• Exercise
Exact repetition of every entry is required.

Dataset excerpts on object pointing
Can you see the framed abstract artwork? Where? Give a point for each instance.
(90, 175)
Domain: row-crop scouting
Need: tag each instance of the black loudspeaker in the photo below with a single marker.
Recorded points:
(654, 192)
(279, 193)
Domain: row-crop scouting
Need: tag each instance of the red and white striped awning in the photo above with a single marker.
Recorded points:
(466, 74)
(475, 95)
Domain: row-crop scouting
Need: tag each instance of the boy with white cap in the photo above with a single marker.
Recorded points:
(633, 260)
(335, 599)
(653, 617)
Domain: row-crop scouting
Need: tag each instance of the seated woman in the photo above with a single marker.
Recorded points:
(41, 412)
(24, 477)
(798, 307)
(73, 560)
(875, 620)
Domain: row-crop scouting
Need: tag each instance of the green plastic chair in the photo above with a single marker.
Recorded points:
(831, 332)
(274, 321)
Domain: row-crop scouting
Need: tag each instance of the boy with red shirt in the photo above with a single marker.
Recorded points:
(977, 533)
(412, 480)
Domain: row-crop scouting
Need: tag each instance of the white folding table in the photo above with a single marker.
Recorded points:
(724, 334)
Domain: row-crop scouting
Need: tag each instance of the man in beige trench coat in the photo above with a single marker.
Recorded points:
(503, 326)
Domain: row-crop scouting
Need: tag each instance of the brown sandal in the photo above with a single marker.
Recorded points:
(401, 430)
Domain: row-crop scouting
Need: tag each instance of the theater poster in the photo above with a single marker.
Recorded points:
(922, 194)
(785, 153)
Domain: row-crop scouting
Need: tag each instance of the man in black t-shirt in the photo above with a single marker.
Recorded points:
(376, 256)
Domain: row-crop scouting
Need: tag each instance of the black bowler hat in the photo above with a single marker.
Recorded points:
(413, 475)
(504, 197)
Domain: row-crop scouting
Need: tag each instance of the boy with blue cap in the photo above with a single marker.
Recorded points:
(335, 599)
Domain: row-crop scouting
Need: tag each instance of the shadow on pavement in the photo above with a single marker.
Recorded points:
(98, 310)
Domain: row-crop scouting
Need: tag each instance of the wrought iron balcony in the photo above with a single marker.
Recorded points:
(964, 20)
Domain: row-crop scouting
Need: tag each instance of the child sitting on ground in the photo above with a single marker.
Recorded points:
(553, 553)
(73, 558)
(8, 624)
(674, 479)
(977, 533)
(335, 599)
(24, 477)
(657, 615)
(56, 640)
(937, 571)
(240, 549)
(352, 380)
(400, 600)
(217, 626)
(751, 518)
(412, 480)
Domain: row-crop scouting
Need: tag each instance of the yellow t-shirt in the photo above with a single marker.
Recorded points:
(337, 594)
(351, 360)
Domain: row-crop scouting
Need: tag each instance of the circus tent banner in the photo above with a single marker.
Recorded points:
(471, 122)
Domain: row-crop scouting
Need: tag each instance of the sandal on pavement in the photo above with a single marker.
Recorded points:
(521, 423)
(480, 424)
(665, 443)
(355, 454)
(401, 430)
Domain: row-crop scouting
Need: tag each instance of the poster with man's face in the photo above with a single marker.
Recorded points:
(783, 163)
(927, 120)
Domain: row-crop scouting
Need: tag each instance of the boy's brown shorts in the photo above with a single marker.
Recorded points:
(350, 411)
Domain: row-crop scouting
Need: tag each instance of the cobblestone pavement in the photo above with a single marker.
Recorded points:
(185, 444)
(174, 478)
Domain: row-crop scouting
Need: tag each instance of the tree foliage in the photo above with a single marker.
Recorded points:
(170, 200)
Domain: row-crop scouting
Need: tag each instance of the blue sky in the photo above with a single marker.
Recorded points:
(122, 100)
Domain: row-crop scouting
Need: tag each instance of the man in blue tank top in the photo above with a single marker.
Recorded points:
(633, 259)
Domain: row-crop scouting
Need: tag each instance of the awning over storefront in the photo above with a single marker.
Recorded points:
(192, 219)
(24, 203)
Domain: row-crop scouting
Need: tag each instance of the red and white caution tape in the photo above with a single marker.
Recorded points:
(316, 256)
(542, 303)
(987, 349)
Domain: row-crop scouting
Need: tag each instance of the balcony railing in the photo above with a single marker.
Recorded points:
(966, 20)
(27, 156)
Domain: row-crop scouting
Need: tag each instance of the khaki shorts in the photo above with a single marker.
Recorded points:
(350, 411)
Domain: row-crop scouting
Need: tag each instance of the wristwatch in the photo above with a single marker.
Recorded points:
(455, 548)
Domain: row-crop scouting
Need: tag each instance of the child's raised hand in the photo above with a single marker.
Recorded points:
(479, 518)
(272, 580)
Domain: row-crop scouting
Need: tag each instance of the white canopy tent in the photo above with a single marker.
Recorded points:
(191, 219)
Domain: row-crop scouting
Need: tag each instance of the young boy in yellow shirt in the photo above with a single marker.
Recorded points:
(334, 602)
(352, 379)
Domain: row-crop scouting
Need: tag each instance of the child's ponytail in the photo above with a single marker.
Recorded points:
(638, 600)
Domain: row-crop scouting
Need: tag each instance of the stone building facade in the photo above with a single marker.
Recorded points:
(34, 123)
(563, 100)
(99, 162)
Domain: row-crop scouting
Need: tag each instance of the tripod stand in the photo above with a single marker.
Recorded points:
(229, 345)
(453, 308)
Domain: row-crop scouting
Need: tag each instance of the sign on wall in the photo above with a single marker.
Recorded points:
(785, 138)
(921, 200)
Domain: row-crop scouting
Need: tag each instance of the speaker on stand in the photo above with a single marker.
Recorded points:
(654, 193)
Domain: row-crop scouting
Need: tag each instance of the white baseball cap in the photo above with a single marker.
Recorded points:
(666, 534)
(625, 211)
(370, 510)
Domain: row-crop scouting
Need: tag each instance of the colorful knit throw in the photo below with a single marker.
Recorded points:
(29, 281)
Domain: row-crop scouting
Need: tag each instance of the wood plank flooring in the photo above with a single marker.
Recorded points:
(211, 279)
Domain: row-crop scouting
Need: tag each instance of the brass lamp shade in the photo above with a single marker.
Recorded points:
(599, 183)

• Complete answer
Can you see the framed abstract artwork? Where? Give a point for each instance.
(90, 175)
Domain: row-crop scouting
Need: tag each instance of the black loudspeaker in the photo below with a single marker.
Recorded points:
(654, 192)
(279, 193)
Domain: row-crop scouting
Need: tag each instance of the red and white striped awning in the photo above with a single marker.
Recorded points:
(466, 74)
(475, 95)
Domain: row-crop scouting
Need: tag each instance of the boy with white cap in the photo above with a single marker.
Recorded points:
(633, 260)
(335, 599)
(653, 617)
Domain: row-crop scouting
Need: tag each instance of the seated woman in the photo above with a single marker.
Recorded points:
(41, 412)
(24, 477)
(798, 307)
(73, 560)
(875, 620)
Domain: row-crop scouting
Need: tag each instance of the green plastic chair in the photo above with a single marker.
Recorded points:
(831, 332)
(274, 321)
Domain: row-crop scouting
Need: tag each instance of the boy with red shirt in the photo above with a single marker.
Recorded points:
(977, 533)
(412, 480)
Domain: row-crop scouting
Need: tag each instance of the white folding table in the photo above with a single marker.
Recorded points:
(724, 334)
Domain: row-crop scouting
Need: tag each instance of the man in beige trench coat in the photo above with a single marker.
Recorded points:
(503, 326)
Domain: row-crop scouting
Need: tag each instance of the brown sandal in the photo above with a single marker.
Recorded points:
(401, 430)
Domain: row-crop scouting
Need: tag each instance of the theater poster in the photo above with a single marker.
Recorded points:
(922, 194)
(785, 153)
Domain: row-crop scouting
Need: tag each instance of the man in black t-shirt in the photo above with a single marker.
Recorded points:
(376, 256)
Domain: row-crop scouting
Need: tag each instance of the black bowler hat in the photo above with a single marker.
Recorded points:
(413, 475)
(504, 197)
Domain: row-crop scouting
Need: tag each instance of the boy with blue cap in the photo above with a single marker.
Recorded points:
(335, 599)
Domain: row-crop scouting
Need: tag each instance of the shadow on pavement in the photo above with a single marker.
Recorded points:
(98, 310)
Domain: row-crop scouting
Need: tag each instance of the wrought iron balcony in the photo above with a single marker.
Recorded points:
(964, 20)
Domain: row-crop scouting
Need: tag each instance of the child sitting on ground in the photo above with a single marker.
Recorded points:
(553, 553)
(73, 558)
(8, 624)
(674, 479)
(977, 533)
(335, 599)
(24, 477)
(657, 615)
(56, 640)
(937, 571)
(240, 549)
(352, 380)
(400, 600)
(217, 626)
(751, 518)
(412, 480)
Domain: row-crop scouting
Need: tag each instance of the yellow t-shirt in the photo above with a single marker.
Recorded points:
(337, 594)
(351, 360)
Domain: row-crop scouting
Need: tag each instance of the circus tent banner in the photo above with a single marker.
Recorded points:
(471, 122)
Domain: row-crop scouting
Need: tag each instance of the sandal on pavement in the photo above with a single marker.
Recorded points:
(521, 423)
(480, 424)
(665, 443)
(355, 454)
(401, 430)
Domain: row-crop scouting
Need: tag each instance of the poster with man's face in the photo above with a single marker.
Recorded points:
(783, 163)
(927, 120)
Domain: row-crop scouting
Need: tag each instance of the boy's brown shorts in the photo above with a single marker.
Recorded points:
(350, 411)
Domain: row-crop scouting
Need: tag each instance of the cobblestone pavement in the photo above with a single marker.
Recorded points:
(185, 444)
(174, 478)
Domain: row-crop scouting
Need: tag each instance of the tree foliage in the photo above with a single marker.
Recorded points:
(170, 200)
Domain: row-crop scouting
Need: tag each instance of the blue sky in the photo above with a single marker.
Recorded points:
(122, 100)
Domain: row-crop scouting
Need: tag each instance of the man in blue tank top in the photo above with a single marker.
Recorded points:
(633, 259)
Domain: row-crop scouting
Need: tag each instance of the awning over storefront in the photo above with a single marker.
Recorded points:
(192, 219)
(24, 203)
Domain: row-crop scouting
Need: tag each instance of the red and white caution tape in the photo above with a single marker.
Recorded points:
(316, 256)
(542, 303)
(987, 349)
Domain: row-crop scouting
Need: tag each instance of the balcony railing in the photo above with a single marker.
Recorded points:
(966, 20)
(27, 156)
Domain: row-crop scouting
Need: tag each instance of the khaki shorts in the photo above with a single marker.
Recorded points:
(350, 411)
Domain: row-crop scouting
Need: tag each instance of the wristwatch in the photo above with a single marker.
Recorded points:
(455, 548)
Domain: row-crop scouting
Need: tag each instance of the child's raised hand in the photo above with a single marker.
Recorded points:
(479, 518)
(272, 580)
Domain: row-crop scouting
Need: tag each instance of the white canopy tent in the photo above with a single marker.
Recorded points:
(191, 219)
Domain: row-crop scouting
Need: tag each instance of the young boy in yellow shirt in the photo above with a single marker.
Recorded points:
(334, 602)
(352, 379)
Domain: row-crop scouting
Need: tag each instance of the child's ponytail in the photo above with a single marker.
Recorded points:
(638, 600)
Domain: row-crop scouting
Need: tag each instance of the stone building facade in the photo above with a single marker.
Recorded points:
(34, 123)
(563, 100)
(99, 162)
Domain: row-crop scouting
Need: tag each instance of the tripod stand in the photo above with a single marker.
Recorded points:
(229, 345)
(453, 308)
Domain: row-crop scouting
Need: tag each instance of the sign on wall in the photo above with a single marker.
Recorded points:
(785, 138)
(921, 200)
Domain: row-crop scouting
Need: tag each instance of the speaker on stand in the photo above with a single marker.
Recorded points:
(654, 193)
Domain: row-crop scouting
Need: tag each instance of the white baseball cap in the photo above with a single marker.
Recorded points:
(666, 534)
(625, 211)
(370, 510)
Domain: row-crop scouting
Need: tag each instance of the colorful knit throw in the photo below with a single marker.
Recorded points:
(29, 281)
Domain: row-crop scouting
Need: tag each instance of the wood plank flooring in the photo above with a single marker.
Recorded points:
(211, 279)
Domain: row-crop scouting
Need: tag each instance of the brass lamp shade in the photo above with a single marker.
Recorded points:
(599, 183)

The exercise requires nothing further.